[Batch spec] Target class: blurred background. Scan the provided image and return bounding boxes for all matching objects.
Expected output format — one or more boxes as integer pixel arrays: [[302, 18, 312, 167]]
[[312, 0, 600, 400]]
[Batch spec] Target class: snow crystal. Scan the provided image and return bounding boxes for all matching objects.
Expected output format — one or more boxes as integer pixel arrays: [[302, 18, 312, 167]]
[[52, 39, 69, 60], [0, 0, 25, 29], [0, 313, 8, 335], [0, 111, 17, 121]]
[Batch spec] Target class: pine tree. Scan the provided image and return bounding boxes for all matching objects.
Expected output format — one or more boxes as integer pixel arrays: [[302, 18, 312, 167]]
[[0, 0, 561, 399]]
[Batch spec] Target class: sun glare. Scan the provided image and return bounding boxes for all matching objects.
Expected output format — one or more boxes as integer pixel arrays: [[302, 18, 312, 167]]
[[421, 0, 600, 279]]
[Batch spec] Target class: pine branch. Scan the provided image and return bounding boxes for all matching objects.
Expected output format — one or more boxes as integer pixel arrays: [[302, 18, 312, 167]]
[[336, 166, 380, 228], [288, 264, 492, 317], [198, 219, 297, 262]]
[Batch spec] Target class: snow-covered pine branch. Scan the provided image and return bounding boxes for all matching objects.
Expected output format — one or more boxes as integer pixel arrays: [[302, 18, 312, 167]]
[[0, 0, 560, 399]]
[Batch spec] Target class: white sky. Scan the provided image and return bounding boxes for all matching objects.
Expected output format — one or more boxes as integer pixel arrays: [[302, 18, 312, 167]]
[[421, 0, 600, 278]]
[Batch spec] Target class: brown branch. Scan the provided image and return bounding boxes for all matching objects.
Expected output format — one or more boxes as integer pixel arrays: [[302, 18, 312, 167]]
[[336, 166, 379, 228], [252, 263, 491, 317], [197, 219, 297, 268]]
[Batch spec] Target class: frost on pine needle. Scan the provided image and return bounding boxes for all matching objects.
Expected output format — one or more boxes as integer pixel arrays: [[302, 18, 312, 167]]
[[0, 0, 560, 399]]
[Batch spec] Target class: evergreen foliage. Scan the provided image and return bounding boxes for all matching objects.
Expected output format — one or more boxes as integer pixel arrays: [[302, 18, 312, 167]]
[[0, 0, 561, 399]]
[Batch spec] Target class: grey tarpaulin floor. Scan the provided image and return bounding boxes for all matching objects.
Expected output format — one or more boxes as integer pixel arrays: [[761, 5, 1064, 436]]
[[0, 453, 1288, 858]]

******************************

__WHAT TO PRODUCE__
Return verbatim the lines above, from the line containing "[Batch spec] Target class: snow crystal." to the line containing "111, 17, 121]]", both of these lines included.

__TASK SOLUTION__
[Batch spec] Target class: snow crystal. Scan the provided image and return bounding boxes for all matching objects.
Expected output format — one or more boxes as integer pixel arrays: [[302, 18, 312, 167]]
[[52, 39, 69, 60], [0, 0, 25, 29], [0, 313, 8, 335], [0, 111, 17, 121]]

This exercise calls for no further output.